BEGIN RECORDS PROVIDED

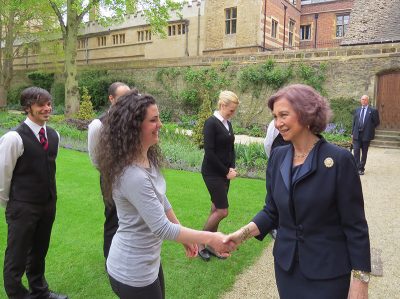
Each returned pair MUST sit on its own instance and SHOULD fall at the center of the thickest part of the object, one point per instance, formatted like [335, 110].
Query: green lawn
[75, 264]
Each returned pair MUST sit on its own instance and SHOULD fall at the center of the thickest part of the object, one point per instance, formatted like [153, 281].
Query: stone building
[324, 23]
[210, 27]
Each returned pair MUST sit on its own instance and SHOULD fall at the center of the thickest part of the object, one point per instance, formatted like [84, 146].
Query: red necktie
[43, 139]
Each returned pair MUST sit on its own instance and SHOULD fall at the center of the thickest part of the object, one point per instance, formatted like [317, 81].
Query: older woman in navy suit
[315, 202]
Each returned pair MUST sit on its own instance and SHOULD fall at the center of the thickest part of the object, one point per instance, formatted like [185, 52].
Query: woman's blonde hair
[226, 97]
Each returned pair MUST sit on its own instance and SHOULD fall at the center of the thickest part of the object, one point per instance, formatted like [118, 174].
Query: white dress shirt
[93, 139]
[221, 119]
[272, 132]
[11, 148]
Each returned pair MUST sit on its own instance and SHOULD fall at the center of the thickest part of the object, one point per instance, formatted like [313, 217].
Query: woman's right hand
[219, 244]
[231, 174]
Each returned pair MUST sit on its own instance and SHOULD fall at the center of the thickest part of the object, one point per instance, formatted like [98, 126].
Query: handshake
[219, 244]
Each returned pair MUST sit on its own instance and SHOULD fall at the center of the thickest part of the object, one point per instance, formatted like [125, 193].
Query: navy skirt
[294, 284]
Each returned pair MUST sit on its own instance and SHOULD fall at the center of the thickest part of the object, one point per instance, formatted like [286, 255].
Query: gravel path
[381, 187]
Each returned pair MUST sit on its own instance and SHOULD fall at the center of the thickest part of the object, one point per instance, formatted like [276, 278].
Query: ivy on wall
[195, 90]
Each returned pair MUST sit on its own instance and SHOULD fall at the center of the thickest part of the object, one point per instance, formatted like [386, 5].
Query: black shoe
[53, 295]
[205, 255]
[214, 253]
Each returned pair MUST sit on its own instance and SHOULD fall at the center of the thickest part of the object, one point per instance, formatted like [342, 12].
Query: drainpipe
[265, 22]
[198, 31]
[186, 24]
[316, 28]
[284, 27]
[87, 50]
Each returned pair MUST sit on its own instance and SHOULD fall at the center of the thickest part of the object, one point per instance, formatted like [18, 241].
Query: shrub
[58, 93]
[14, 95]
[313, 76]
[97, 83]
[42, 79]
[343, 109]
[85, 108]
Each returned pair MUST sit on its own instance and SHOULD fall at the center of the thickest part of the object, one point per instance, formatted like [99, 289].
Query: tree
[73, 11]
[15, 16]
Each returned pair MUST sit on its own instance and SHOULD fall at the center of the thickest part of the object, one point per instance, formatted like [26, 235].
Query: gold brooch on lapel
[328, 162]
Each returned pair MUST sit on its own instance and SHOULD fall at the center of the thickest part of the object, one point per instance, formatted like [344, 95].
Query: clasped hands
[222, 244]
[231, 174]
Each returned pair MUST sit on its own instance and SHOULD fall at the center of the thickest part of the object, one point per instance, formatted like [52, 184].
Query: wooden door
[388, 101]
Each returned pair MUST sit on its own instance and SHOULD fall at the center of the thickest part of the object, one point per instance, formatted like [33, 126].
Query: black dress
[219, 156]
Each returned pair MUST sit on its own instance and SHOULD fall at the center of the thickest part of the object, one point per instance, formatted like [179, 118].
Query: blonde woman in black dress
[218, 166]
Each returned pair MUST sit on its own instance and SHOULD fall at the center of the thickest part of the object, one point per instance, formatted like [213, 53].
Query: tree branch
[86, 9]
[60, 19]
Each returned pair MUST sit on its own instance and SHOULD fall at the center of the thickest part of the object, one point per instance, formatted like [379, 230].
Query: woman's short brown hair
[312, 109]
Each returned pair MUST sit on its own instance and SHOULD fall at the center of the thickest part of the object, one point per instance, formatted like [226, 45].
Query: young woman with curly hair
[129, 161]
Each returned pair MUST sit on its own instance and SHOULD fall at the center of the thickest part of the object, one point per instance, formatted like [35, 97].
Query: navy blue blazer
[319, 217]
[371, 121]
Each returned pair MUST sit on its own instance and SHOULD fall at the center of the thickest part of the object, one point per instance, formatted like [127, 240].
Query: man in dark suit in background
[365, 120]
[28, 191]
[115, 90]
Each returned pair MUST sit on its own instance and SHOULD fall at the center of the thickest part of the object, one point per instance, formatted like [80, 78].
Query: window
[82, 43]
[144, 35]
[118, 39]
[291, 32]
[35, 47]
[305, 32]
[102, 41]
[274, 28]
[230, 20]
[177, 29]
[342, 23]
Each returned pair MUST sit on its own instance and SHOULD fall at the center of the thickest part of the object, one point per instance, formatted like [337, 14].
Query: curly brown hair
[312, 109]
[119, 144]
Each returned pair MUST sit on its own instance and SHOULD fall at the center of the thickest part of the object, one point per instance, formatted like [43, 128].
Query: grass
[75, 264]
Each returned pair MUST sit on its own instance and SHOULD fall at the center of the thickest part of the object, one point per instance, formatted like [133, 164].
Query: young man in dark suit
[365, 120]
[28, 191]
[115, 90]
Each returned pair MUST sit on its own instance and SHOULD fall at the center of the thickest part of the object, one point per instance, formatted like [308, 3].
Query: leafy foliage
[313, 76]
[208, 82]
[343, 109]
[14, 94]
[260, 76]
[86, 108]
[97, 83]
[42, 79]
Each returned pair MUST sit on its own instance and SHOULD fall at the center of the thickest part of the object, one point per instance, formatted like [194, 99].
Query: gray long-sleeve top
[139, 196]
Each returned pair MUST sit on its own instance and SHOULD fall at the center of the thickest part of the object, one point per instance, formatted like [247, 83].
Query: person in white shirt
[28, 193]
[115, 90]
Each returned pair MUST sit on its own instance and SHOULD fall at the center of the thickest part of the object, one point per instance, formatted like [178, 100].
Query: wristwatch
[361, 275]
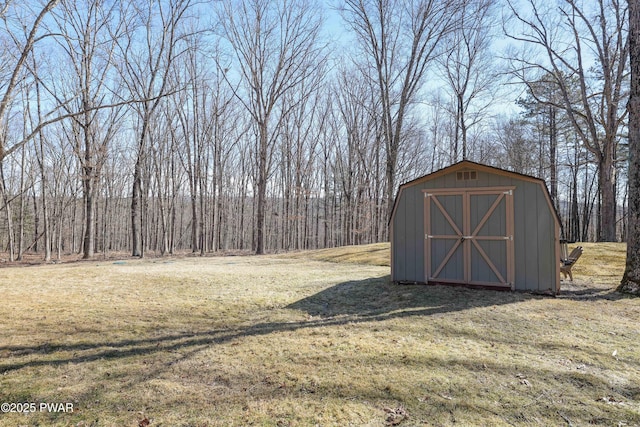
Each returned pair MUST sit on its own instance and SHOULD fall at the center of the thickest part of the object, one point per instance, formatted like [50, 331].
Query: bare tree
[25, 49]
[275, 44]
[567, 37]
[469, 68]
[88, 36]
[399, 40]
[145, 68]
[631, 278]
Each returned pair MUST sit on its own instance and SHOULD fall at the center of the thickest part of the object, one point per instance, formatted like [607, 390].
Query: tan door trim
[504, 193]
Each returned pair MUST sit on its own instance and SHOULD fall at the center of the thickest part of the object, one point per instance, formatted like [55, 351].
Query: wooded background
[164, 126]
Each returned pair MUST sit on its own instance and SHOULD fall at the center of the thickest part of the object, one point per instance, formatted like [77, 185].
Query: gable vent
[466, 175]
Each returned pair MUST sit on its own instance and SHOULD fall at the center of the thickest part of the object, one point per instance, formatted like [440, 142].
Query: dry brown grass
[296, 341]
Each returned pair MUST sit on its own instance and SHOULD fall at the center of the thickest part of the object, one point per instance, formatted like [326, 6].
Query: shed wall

END RECORDS PROVIDED

*DIRECTION*:
Could you express every line of the rows above as a JSON list of strings, one string per line, with blank lines dropped? Leave the pictures out of the list.

*FINISHED TASK*:
[
  "Each returned pair MUST sit on its own instance and SHOULD fall at the center of the thickest part of the object, one point per instance, formatted like [335, 110].",
  "Query: green lawn",
  "[75, 264]",
  "Each returned pair MUST sit on its own instance and SHOULD fall at the center of the thickest part of the object, one point per instance, formatted like [153, 281].",
  "Query: stone building",
  "[324, 23]",
  "[210, 27]",
  "Each returned pair MUST sit on its own instance and SHOULD fall at the center of the thickest part of the object, one point per instance, formatted like [84, 146].",
  "Query: red necktie",
  "[43, 139]",
  "Each returned pair MUST sit on its own instance and SHOULD fall at the center of the thickest part of the object, one point per instance, formatted like [317, 81].",
  "Query: older woman in navy suit",
  "[315, 202]",
  "Each returned pair MUST sit on its own instance and SHOULD fall at the center of the thickest part of the object, one point per instance, formatted like [185, 52].",
  "Query: woman's blonde hair",
  "[226, 97]",
  "Each returned pair MUST sit on its own instance and SHOULD fall at the center of the thickest part of the object, one point per instance, formatted like [118, 174].",
  "Query: white dress shirt",
  "[93, 139]",
  "[221, 119]",
  "[272, 132]",
  "[11, 148]",
  "Each returned pair MUST sit on its own instance and SHOULD fall at the center of the thickest part of the object, one point per instance, formatted like [313, 217].",
  "Query: woman's right hand",
  "[219, 244]",
  "[231, 174]",
  "Each returned pair MUST sit on its own instance and SHOULD fall at the center of the thickest part of the object, one point per instance, formatted like [98, 126].",
  "Query: handshake",
  "[219, 244]",
  "Each returned pair MUST sit on its own instance and SHOULD fall at the center of the thickest part of the object, one point per instance, formatted like [125, 193].",
  "Query: navy skirt",
  "[294, 284]",
  "Each returned pair MUST sit on its own instance and SHOULD fall at the center of the thickest part of the object, one point per instance, formatted like [286, 255].",
  "Query: gravel path",
  "[381, 187]",
  "Each returned pair MUST sit on its own instance and SHOULD fall at the center of the thickest part of the object, one point per instance, formatted like [276, 278].",
  "Query: ivy on wall",
  "[195, 90]",
  "Each returned pair MUST sit on its own instance and SHOULD fall at the center of the thickest part of the object, one point per instance, formatted like [386, 5].",
  "Query: black shoe",
  "[53, 295]",
  "[205, 255]",
  "[214, 253]",
  "Each returned pair MUST sit on its own instance and SHOULD fall at the center of the thickest part of the object, one point per instance, formatted like [342, 12].",
  "Query: drainpipe",
  "[265, 22]",
  "[198, 31]",
  "[186, 24]",
  "[316, 28]",
  "[284, 27]",
  "[87, 50]",
  "Each returned pair MUST sit on its own instance and SHOULD fall at the center of the thickest part of the object, one point per instance, formatted like [18, 241].",
  "Query: shrub",
  "[58, 93]",
  "[14, 95]",
  "[313, 76]",
  "[97, 83]",
  "[42, 79]",
  "[343, 109]",
  "[85, 108]",
  "Each returned pair MUST sit on its own instance and SHOULD fall at the center of the thickest part of the object, one point per instance, formatted like [99, 289].",
  "Query: tree",
  "[73, 11]",
  "[15, 16]",
  "Each returned pair MUST sit on its own instance and SHOULD fall at the center of the thickest part of the object, one point per instance, formatted like [26, 235].",
  "Query: gold brooch on lapel",
  "[328, 162]",
  "Each returned pair MUST sit on its own instance and SHOULD fall at the center of the thickest part of the object, one point per instance, formatted like [344, 95].",
  "Query: clasped hands",
  "[222, 244]",
  "[231, 174]",
  "Each returned pair MUST sit on its own instance and SHOULD fall at the center of the thickest part of the object, one point per instance, formatted like [52, 184].",
  "Query: wooden door",
  "[388, 101]",
  "Each returned pair MUST sit on its own instance and SHOULD fall at the center of the thickest part of the object, one point per instance, formatted like [33, 126].",
  "Query: black dress",
  "[219, 156]",
  "Each returned pair MUST sit on its own instance and SHOULD fall at the center of the thickest part of the object, one point per instance, formatted like [179, 118].",
  "Query: blonde woman in black dress",
  "[218, 166]",
  "Each returned pair MUST sit on its own instance and SHOULD fall at the center of the thickest part of the object, one point per instance, formatted like [213, 53].",
  "Query: tree branch",
  "[86, 9]",
  "[60, 19]",
  "Each returned pair MUST sit on its own instance and SHOULD fall at the center of the thickest part of the object, one point per instance, formatted like [379, 230].",
  "Query: woman's short brown hair",
  "[312, 109]",
  "Each returned pair MUST sit on its own instance and SHOULD fall at the center of the thickest part of the object, one point per instance, formatted like [226, 45].",
  "Query: young woman with curly hair",
  "[129, 161]",
  "Each returned pair MUST sit on its own instance and SHOULD fall at the center of the thickest part of the object, one point per instance, formatted like [35, 97].",
  "Query: navy blue blazer",
  "[319, 217]",
  "[371, 121]",
  "Each returned pair MUST sit on its own instance and SHOULD fall at the center of the thickest part of the object, one point per instance, formatted like [127, 240].",
  "Query: man in dark suit in background",
  "[365, 120]",
  "[28, 191]",
  "[115, 90]",
  "Each returned pair MUST sit on its own instance and SHOULD fall at the center of the thickest part of the object, one point per instance, formatted like [80, 78].",
  "Query: window",
  "[82, 43]",
  "[144, 35]",
  "[118, 39]",
  "[291, 32]",
  "[35, 47]",
  "[305, 32]",
  "[102, 41]",
  "[274, 28]",
  "[230, 20]",
  "[177, 29]",
  "[342, 23]",
  "Each returned pair MUST sit on its own instance and SHOULD fall at the center of the thickest part of the object, one point per instance, formatted like [337, 14].",
  "Query: curly brown hair",
  "[312, 109]",
  "[119, 144]",
  "Each returned pair MUST sit on its own instance and SHOULD fall at the center of the thickest part of the object, one point per instance, formatted like [43, 128].",
  "Query: grass",
  "[75, 264]",
  "Each returned pair MUST sit on its own instance and SHOULD fall at the center of the thickest part of the object, one point per instance, formatted like [133, 164].",
  "Query: young man in dark suit",
  "[365, 120]",
  "[28, 191]",
  "[115, 90]",
  "Each returned pair MUST sit on its own instance and SHOULD fall at the center of the thickest part of the object, one point per instance, formatted like [308, 3].",
  "Query: leafy foliage",
  "[313, 76]",
  "[208, 82]",
  "[343, 109]",
  "[14, 94]",
  "[260, 76]",
  "[86, 108]",
  "[97, 83]",
  "[42, 79]",
  "Each returned pair MUST sit on its own instance and SHOULD fall at the center of the thickest part of the object, one point per instance, formatted like [194, 99].",
  "Query: gray long-sleeve top",
  "[139, 196]",
  "Each returned pair MUST sit on its own instance and SHOULD fall at the center of the thickest part of the object, one point per instance, formatted like [247, 83].",
  "Query: person in white shirt",
  "[28, 193]",
  "[115, 90]",
  "Each returned pair MUST sit on its own instance and SHOULD fall at the center of the thickest part of the object, one point per instance, formatted like [178, 100].",
  "Query: wristwatch",
  "[361, 275]",
  "Each returned pair MUST sit on its own instance and SHOULD fall at the center of the thickest part of the object, one point per instance, formatted like [50, 331].",
  "Query: bare tree",
  "[25, 49]",
  "[275, 44]",
  "[567, 37]",
  "[469, 68]",
  "[88, 36]",
  "[399, 40]",
  "[145, 68]",
  "[631, 278]",
  "Each returned pair MUST sit on its own instance and SHOULD fall at the center of the thickest part of the object, one point per instance, formatted like [607, 390].",
  "Query: tan door trim",
  "[504, 193]",
  "Each returned pair MUST sit on its own instance and SHOULD fall at the center of the thickest part of the object, one point per instance, formatted like [55, 351].",
  "Query: wooded background",
  "[164, 126]",
  "Each returned pair MUST sit on its own instance and SHOULD fall at the center of the thickest part of the object, one point per instance, formatted like [77, 185].",
  "Query: gable vent",
  "[466, 175]",
  "Each returned pair MUST sit on its own instance and SHOULD fall at the center of the thickest part of the object, one point per instance, formatted like [440, 142].",
  "Query: dry brown grass",
  "[296, 341]",
  "Each returned pair MUST sit on its own instance and SHOULD fall at the center of the thickest part of the object, one point per instance, formatted like [326, 6].",
  "Query: shed wall"
]